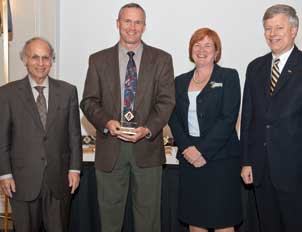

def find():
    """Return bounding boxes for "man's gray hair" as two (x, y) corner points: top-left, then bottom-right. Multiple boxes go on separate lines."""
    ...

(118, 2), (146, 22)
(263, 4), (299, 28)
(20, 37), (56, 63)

- - - - - - -

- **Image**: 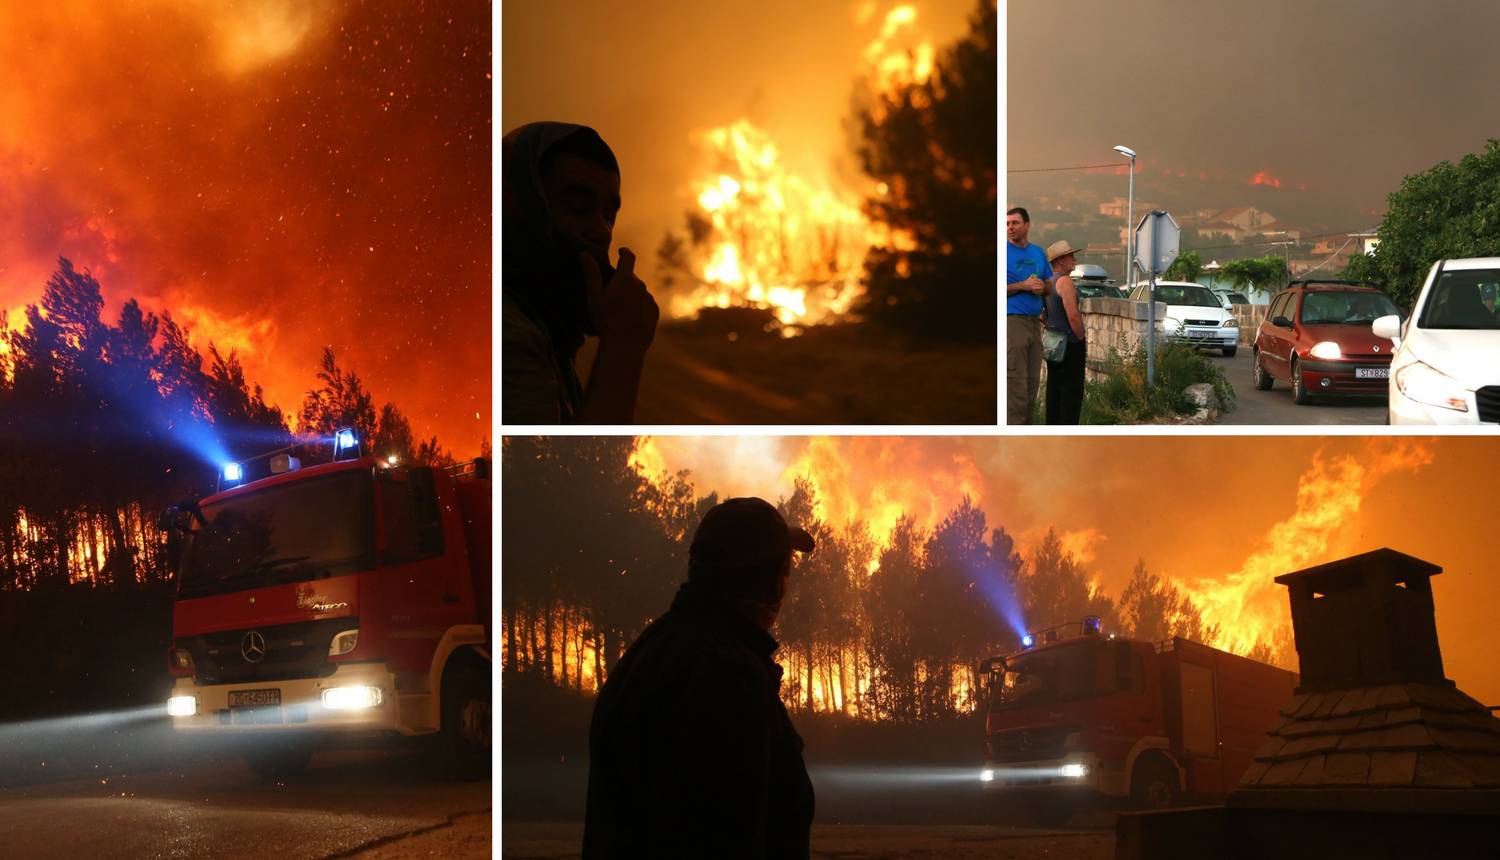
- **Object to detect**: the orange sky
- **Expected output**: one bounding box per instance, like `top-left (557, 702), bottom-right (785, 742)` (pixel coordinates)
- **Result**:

- - - - - - -

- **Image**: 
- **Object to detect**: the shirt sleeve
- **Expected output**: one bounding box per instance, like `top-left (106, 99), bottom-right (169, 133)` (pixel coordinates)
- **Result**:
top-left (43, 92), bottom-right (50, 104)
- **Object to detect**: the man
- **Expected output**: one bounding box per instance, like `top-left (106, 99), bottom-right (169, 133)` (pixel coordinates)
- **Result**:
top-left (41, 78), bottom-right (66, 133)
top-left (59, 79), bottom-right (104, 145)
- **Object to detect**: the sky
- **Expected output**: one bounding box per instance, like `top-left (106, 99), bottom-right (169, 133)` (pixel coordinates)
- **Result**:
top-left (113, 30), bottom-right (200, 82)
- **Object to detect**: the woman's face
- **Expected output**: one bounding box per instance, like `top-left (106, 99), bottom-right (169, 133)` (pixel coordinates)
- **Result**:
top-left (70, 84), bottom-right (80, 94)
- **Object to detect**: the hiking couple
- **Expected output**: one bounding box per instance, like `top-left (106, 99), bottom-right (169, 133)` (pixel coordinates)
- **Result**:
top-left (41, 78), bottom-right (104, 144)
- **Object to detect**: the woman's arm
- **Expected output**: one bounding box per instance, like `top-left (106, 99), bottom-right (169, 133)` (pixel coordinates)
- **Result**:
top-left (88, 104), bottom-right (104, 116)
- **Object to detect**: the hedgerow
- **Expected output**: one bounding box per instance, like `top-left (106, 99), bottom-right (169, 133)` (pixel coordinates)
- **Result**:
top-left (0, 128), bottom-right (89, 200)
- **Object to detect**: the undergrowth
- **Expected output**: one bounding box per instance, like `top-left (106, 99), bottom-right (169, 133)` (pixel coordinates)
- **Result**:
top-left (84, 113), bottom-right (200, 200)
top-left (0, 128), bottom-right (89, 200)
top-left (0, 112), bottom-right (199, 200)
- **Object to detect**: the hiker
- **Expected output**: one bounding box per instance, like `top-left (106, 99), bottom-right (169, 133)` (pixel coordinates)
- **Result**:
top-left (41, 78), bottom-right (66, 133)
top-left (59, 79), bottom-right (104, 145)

- - - - - - -

Which lines in the records above contain the word "Object"? Copy each one.

- **Object to detect**: the orange sky
- **Object to detect**: the shirt sleeve
- **Object to detect**: the man
- **Object to detect**: the sky
- **Object to detect**: the woman's face
- **Object to detect**: the hiking couple
- **Object to detect**: the woman's arm
- **Object to detect**: the hedgerow
- **Object to detect**: the undergrowth
- **Object to detect**: the hiker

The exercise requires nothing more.